WORK TO DO:
[1] In the Legalism and Confucianism excerpt, shorten the paragraph that begins "The Chin dynasty ended" into a brief list that keeps its main facts.
[2] Copy the passage of the Legalism and Confucianism excerpt from "The following text" to "University Yuzhong Zhai." word for word.

TEXT SEGMENT:

◆ ◆ ◆ ◆ ◆ ◆ ◆

The following text is an extract from the book The New Legalist Vol. 1 (2010) compiled by independent scholars and chief editor of the New Legalist website Sherwin Lu, and contract research fellow of the Centre for Chinese and Global Affairs, Peking University Yuzhong Zhai.

The views and opinions expressed in this article are those of the authors and do not necessarily reflect the Confucian Weekly Bulletin. The extract is from the chapter Eastern Wisdom Can Help Solve Today’s Global Problems: A study of the “dynamically-balanced multi-dimensional whole” worldview (p. 262), raising interesting points about the relationship between Legalism and Confucianism, and the relevance of China’s philosophies to today’s world problems.

“The Chin dynasty ended with a conspiracy at the top on the death of the First Emperor, whose successor, one of his sons, betrayed his father’s Legalist policy by distorting the rule of law and triggered rebellion by the people. But Chin’s Legalist policy was largely revived and continued during the next dynasty of Han. In the later years of the Han dynasty, Confucianist ideology gradually got the upper hand and was finally authorized as the sole guiding system of thought for running the country. Confucianist doctrine had ever since remained the orthodox ideology in China till the 1911 Revolution, though some Legalist practices had been carried on and other Legalist ideas were adopted sometimes by reformist statesman and sometimes at the beginning of a new dynasty on replacing an old, corrupted one.

◆ ◆ ◆ ◆ ◆ ◆ ◆

RECORD SET:

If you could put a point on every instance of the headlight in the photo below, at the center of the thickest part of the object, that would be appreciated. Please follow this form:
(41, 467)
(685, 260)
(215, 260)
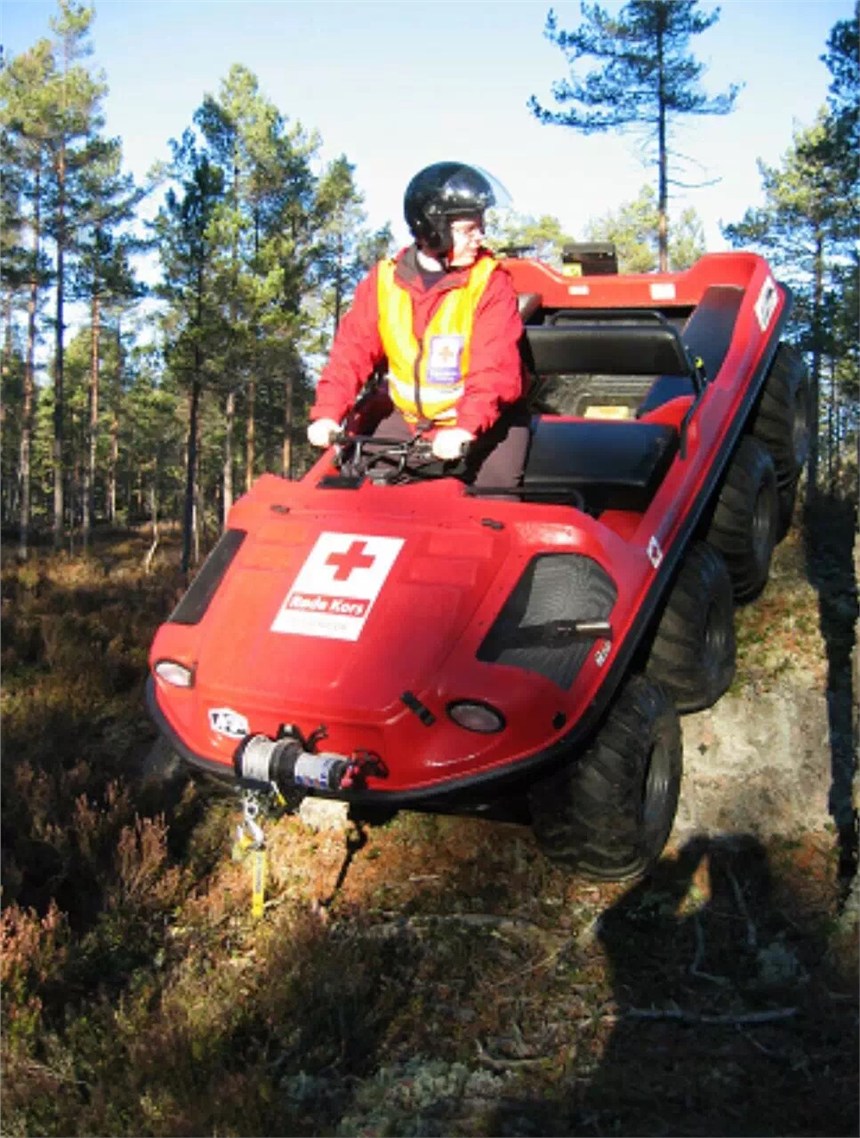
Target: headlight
(175, 674)
(476, 716)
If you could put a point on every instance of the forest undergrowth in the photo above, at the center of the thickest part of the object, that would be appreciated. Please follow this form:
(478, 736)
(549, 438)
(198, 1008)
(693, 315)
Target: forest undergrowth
(431, 976)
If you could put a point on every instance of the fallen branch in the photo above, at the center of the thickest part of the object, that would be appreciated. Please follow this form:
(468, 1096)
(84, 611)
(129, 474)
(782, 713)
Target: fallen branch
(676, 1013)
(498, 1064)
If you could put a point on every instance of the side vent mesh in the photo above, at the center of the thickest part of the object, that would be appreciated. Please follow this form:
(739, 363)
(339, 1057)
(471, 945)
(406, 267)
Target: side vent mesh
(534, 629)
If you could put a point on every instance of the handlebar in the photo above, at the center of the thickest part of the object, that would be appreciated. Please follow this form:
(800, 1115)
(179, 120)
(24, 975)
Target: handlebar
(385, 459)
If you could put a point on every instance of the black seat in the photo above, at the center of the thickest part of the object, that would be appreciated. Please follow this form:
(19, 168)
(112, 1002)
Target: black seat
(609, 464)
(614, 348)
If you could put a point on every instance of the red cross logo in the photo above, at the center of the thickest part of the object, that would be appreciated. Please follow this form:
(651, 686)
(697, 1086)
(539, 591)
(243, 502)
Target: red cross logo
(353, 559)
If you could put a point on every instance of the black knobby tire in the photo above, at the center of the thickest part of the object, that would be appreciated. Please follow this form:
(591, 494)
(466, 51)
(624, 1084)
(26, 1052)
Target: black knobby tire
(782, 423)
(693, 651)
(746, 517)
(609, 813)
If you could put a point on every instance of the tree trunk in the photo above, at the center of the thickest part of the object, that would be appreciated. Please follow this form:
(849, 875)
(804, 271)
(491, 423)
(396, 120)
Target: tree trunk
(89, 493)
(816, 372)
(287, 459)
(114, 460)
(662, 156)
(26, 418)
(228, 471)
(250, 433)
(58, 401)
(188, 518)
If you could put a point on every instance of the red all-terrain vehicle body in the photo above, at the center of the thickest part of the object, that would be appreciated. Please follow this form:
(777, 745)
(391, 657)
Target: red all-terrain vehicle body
(386, 636)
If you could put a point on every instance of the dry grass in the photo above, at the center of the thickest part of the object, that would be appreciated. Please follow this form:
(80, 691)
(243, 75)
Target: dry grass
(449, 982)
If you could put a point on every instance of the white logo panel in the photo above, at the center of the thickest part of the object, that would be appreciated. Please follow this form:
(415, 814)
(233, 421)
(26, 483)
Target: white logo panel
(226, 722)
(336, 587)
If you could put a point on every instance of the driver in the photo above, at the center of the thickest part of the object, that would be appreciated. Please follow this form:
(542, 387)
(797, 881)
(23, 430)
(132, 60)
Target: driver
(443, 312)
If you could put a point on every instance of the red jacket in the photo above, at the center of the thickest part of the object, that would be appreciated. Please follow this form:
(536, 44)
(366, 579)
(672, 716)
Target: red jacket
(495, 373)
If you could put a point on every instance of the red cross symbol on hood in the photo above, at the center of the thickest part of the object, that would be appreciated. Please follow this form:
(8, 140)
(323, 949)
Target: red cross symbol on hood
(352, 559)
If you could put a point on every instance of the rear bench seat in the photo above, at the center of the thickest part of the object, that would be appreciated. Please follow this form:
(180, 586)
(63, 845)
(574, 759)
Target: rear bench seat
(603, 463)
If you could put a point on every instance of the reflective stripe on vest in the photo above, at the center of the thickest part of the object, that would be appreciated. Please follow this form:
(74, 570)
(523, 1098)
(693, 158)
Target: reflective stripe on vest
(427, 379)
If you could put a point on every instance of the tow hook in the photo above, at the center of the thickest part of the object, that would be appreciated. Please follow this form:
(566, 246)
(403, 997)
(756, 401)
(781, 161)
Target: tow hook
(250, 842)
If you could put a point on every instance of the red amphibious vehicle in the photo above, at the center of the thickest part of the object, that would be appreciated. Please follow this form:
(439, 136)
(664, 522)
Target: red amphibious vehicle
(378, 632)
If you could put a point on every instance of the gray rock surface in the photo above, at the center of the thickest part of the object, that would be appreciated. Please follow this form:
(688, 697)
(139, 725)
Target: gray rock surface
(758, 763)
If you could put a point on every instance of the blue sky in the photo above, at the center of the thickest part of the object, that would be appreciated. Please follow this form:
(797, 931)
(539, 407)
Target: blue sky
(396, 85)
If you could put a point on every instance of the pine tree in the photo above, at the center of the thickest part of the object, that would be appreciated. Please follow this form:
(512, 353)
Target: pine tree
(808, 227)
(634, 227)
(26, 125)
(645, 79)
(75, 98)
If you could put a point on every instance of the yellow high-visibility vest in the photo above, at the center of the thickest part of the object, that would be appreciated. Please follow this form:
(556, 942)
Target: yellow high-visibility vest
(426, 378)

◆ ◆ ◆ ◆ ◆ ◆ ◆

SOLVED PROBLEMS:
[1]
- A conspiracy at the top, after the First Emperor's death, ended the Chin dynasty. His son and successor betrayed his Legalist policy by distorting the rule of law, which set off a popular rebellion.
- The Han dynasty largely revived and continued Chin's Legalist policy.
- In the later Han years, Confucianist ideology gradually won out. It was finally authorized as the sole guiding system of thought for running the country.
- Confucianism stayed China's orthodox ideology until the 1911 Revolution. Some Legalist practices still carried on, and Legalist ideas were sometimes adopted by reformist statesmen or at the start of a new dynasty replacing a corrupt one.

[2]
The following text is an extract from the book The New Legalist Vol. 1 (2010) compiled by independent scholars and chief editor of the New Legalist website Sherwin Lu, and contract research fellow of the Centre for Chinese and Global Affairs, Peking University Yuzhong Zhai.